## [INPUT FOR THIS TASK]
- - - - -

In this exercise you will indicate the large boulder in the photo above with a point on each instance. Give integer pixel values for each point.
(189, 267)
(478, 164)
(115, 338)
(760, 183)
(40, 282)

- - - - -

## [WRITTEN REQUEST]
Copy every line of the entries above, including the request, and shift each point by adding 39 to both of its coordinates.

## [REPLY TO THE TASK]
In this exercise you will indicate the large boulder in the photo above with a point on each instance. Give integer pixel values for each point.
(228, 306)
(517, 203)
(154, 377)
(799, 222)
(79, 321)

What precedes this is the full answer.